### INSTRUCTIONS FOR THE TASK
Beginning at the line that contains "Every instance of the salt", transcribe the remaining lines of the listing exactly; include the final line and omit everything before.

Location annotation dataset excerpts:

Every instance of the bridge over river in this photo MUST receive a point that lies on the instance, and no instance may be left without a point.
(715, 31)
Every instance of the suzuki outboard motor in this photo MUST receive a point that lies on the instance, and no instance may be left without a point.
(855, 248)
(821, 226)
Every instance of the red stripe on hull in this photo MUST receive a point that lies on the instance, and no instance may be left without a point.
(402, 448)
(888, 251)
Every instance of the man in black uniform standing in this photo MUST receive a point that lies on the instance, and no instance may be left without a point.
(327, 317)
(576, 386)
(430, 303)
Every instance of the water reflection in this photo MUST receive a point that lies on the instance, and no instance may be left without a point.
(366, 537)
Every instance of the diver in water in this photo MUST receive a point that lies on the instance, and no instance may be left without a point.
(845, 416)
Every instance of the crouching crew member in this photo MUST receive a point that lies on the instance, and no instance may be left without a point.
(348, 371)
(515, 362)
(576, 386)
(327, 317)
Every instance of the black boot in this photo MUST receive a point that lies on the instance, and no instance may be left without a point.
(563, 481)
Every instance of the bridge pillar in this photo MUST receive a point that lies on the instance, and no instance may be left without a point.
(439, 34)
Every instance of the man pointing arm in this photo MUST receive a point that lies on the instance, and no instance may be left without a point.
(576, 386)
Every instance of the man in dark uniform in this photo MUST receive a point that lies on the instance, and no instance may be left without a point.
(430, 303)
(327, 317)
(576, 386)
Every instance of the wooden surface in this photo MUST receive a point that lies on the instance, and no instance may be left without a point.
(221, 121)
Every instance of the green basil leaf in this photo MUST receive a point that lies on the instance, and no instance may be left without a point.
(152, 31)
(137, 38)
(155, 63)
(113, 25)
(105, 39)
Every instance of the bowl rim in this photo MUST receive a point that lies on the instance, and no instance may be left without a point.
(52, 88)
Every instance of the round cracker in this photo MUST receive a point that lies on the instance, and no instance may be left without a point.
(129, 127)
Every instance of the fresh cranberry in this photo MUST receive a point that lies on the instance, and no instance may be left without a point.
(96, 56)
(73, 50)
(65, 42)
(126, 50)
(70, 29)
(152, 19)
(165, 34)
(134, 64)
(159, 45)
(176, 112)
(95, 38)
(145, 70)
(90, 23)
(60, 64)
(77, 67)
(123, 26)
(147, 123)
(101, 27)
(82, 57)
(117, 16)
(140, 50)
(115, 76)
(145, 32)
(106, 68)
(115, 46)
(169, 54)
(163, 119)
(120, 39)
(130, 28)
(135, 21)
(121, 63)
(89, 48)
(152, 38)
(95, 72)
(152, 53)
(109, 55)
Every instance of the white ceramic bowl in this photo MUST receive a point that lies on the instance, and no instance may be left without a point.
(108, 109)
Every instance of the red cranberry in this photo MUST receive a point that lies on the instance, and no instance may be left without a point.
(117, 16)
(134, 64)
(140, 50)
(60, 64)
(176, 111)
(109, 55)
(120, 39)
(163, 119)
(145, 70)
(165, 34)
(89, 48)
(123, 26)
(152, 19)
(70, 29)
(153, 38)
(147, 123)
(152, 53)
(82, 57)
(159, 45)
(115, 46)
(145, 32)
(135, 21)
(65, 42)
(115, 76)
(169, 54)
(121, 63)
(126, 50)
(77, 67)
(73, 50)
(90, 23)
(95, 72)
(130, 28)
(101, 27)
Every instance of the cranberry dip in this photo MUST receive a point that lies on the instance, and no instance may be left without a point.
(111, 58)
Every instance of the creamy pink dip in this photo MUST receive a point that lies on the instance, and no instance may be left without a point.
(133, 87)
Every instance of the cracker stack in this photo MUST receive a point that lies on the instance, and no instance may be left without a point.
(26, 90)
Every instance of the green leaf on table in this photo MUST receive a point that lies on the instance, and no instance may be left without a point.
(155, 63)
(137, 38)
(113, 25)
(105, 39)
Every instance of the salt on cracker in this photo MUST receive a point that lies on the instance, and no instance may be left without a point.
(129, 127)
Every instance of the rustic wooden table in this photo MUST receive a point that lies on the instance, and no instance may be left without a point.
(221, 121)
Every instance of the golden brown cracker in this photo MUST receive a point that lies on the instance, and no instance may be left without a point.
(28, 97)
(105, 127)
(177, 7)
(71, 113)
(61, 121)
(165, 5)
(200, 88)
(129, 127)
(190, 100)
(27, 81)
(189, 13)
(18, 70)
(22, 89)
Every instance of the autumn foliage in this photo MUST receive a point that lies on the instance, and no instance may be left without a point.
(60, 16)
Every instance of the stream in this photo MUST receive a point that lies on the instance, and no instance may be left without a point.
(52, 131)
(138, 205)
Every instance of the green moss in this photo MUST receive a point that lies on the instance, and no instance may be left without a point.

### COMPLETE OUTPUT
Every instance of the salt on cracker in this photo MUST receive a point that lies on the instance, and no instance may be left without a point.
(129, 127)
Every instance of the rustic wooden table in this photo MUST receive a point that lies on the instance, and no instance may be left without a point.
(221, 121)
Every instance of the golden brown cracker in this photo MUST receive a point that lies on the instance, and no instance may be left without a point.
(28, 97)
(105, 127)
(177, 7)
(71, 113)
(61, 121)
(165, 5)
(200, 88)
(129, 127)
(190, 100)
(27, 81)
(189, 13)
(18, 70)
(22, 89)
Every instance of the autumn foliage in this photo MUST receive a point that lies on the instance, and no instance may be left without a point.
(60, 16)
Every instance of the stream in this photo MUST receive a point that lies on the instance, and no instance may be left without a point.
(52, 131)
(138, 205)
Every instance of the green moss in this photo MUST receive a point that lies on the instance, and no instance may be left without a point.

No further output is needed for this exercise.